Rows ▸
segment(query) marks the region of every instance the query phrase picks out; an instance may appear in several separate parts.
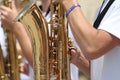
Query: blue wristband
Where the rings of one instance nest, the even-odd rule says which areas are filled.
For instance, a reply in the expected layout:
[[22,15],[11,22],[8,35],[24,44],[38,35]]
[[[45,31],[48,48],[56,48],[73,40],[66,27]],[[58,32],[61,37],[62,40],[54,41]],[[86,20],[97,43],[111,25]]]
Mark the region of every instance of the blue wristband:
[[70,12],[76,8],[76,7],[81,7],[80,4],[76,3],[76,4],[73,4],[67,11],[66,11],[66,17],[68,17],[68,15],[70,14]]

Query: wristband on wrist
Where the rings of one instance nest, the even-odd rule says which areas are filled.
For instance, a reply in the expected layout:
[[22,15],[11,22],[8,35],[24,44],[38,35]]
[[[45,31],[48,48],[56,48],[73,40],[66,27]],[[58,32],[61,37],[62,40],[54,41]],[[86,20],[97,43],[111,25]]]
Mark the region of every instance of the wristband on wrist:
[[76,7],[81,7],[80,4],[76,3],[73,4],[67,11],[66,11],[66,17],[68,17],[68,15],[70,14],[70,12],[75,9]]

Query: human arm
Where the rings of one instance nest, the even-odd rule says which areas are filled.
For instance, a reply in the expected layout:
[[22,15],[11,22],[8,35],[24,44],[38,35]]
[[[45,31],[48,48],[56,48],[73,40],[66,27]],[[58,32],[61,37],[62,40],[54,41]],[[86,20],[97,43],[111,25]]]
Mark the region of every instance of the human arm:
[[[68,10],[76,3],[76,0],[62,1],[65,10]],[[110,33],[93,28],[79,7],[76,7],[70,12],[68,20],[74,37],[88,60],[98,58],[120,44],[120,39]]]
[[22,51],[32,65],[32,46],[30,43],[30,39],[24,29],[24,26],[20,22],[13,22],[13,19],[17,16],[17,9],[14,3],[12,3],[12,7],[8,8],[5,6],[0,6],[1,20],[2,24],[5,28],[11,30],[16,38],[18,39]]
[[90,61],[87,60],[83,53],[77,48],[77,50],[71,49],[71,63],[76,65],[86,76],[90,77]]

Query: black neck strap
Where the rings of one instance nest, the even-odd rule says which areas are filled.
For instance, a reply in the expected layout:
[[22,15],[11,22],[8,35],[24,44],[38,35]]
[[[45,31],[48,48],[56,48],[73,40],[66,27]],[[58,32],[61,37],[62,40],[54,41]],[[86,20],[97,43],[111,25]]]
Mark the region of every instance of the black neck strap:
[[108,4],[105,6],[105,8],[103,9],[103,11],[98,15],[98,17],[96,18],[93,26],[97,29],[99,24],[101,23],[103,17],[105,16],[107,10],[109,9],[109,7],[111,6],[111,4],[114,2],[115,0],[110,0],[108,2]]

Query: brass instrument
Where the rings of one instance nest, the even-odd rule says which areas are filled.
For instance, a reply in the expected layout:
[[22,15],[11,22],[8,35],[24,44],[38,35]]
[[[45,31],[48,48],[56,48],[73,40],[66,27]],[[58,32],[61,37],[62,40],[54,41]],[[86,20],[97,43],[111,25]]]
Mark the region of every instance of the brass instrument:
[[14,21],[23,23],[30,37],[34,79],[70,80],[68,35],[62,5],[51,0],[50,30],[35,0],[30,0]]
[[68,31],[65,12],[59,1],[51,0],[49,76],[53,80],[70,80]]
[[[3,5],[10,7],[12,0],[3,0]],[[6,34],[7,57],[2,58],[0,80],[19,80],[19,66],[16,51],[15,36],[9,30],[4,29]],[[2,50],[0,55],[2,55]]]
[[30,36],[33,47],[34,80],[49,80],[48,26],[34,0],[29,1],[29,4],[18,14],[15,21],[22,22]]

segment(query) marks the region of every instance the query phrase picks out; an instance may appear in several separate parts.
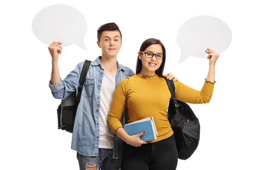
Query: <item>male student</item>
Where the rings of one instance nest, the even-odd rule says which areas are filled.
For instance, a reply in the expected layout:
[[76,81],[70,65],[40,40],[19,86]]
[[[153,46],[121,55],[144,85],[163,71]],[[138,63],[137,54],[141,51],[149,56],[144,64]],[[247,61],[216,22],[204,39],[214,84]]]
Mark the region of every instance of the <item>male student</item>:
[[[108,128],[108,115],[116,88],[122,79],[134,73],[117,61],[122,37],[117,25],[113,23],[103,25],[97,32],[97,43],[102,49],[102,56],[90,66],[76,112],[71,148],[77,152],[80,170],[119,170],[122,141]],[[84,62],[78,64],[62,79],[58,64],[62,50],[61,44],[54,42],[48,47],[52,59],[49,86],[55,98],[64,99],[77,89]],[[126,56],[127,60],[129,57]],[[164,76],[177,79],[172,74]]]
--
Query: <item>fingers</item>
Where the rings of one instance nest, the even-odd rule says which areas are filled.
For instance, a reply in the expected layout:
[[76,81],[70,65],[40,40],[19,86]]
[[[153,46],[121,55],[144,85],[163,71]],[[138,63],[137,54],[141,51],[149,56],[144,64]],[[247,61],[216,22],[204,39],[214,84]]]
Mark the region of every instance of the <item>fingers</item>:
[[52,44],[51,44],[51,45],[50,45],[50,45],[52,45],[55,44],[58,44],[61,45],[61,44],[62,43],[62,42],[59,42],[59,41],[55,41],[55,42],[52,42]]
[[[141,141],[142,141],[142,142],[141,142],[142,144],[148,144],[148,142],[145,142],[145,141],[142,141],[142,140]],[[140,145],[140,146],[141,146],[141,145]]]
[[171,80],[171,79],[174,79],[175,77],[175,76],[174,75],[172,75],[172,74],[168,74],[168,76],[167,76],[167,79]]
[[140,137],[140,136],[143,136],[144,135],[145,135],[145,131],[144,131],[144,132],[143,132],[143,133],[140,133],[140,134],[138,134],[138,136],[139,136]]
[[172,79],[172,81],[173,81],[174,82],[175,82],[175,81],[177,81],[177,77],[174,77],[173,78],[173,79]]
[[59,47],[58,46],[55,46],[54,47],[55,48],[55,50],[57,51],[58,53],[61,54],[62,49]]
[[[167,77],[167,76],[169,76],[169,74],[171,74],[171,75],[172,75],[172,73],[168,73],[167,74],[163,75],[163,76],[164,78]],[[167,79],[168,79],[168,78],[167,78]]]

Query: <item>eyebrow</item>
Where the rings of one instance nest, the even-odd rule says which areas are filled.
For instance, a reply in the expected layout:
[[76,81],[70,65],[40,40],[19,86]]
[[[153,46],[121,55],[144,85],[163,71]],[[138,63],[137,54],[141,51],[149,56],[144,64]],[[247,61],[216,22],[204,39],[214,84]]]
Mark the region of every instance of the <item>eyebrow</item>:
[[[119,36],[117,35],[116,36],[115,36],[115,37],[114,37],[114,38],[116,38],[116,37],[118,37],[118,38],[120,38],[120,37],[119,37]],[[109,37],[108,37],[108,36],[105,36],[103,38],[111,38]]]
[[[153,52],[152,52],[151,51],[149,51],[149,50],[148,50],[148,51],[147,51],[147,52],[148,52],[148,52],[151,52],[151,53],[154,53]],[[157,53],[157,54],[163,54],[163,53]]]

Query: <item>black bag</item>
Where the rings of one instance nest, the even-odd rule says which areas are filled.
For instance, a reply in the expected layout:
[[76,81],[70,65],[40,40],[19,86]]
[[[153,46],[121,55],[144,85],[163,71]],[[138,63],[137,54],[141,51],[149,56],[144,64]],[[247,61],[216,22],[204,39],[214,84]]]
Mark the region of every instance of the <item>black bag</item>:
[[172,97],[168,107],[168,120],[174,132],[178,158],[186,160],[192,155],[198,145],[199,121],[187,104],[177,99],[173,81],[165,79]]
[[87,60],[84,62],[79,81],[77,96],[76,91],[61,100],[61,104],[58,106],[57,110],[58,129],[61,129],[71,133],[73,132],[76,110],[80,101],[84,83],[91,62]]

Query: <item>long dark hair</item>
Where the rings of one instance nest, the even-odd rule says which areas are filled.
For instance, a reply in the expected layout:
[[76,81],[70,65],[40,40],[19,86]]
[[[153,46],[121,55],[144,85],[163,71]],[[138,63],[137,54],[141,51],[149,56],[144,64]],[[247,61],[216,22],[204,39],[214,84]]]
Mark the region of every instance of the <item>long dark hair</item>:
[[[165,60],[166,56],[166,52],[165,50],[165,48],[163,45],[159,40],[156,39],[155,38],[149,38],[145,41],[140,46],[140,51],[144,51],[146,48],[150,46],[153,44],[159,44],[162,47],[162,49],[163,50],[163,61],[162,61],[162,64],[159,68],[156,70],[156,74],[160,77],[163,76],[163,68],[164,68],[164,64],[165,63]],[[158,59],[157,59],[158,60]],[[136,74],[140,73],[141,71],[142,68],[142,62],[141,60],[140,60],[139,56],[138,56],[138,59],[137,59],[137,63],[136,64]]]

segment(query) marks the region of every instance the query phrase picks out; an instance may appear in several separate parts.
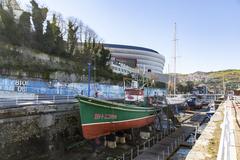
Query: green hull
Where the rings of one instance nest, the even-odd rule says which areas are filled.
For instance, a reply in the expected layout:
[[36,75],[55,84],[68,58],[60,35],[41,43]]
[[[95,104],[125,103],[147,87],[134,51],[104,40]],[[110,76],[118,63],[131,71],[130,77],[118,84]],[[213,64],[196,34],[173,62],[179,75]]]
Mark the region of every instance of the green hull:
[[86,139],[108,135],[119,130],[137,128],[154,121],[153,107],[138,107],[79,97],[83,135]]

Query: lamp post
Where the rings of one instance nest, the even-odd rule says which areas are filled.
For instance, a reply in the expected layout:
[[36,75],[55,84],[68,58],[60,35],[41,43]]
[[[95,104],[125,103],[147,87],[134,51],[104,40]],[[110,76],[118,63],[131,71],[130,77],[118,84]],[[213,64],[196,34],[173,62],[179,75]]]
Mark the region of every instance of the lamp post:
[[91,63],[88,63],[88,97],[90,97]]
* * *
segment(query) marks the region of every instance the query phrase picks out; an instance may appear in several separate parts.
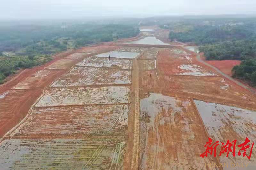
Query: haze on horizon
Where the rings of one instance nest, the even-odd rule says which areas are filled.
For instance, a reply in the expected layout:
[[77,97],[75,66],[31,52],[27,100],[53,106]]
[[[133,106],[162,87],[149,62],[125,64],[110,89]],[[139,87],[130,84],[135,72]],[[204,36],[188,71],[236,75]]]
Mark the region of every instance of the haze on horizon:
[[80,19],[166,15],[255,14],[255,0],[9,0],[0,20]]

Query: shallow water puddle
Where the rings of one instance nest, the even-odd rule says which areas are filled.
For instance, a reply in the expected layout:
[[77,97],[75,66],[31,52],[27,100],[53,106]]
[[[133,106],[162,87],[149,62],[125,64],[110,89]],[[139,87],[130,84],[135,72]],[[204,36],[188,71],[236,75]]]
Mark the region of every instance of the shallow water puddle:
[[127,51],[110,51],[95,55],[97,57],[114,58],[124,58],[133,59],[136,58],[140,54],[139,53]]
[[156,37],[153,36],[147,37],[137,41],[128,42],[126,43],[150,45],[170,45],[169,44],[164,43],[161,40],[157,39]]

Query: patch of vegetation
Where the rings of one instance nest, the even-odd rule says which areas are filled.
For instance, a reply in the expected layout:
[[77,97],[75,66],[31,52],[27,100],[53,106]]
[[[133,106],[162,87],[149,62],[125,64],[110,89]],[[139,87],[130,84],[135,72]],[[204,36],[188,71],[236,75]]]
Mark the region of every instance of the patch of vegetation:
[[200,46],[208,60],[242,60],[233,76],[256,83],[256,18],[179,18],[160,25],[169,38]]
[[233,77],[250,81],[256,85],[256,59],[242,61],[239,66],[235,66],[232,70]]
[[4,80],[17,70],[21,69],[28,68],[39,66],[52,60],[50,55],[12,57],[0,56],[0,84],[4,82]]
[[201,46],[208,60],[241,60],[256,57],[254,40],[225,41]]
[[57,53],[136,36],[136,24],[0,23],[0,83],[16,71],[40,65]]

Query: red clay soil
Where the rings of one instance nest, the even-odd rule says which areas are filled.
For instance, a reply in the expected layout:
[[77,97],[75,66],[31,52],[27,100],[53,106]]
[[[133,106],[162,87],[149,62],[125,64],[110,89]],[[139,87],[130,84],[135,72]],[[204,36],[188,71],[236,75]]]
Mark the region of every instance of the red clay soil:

Task statement ▸ Reproduce the material word for word, from the line with "Query: red clay soil" up to and including the line with "Mark the region of every instance of the red".

Answer below ▸
Query: red clay soil
Where the rings of one instance nest, the even-odd rule says which areas are filled.
For instance, a reply in the expected layout:
[[77,97],[75,66],[31,52],[27,100],[53,106]]
[[[133,106],[162,87],[149,62],[125,64],[110,89]],[[139,87],[130,84],[135,72]],[[204,36],[188,71],[236,75]]]
Mark the region of every instance of the red clay soil:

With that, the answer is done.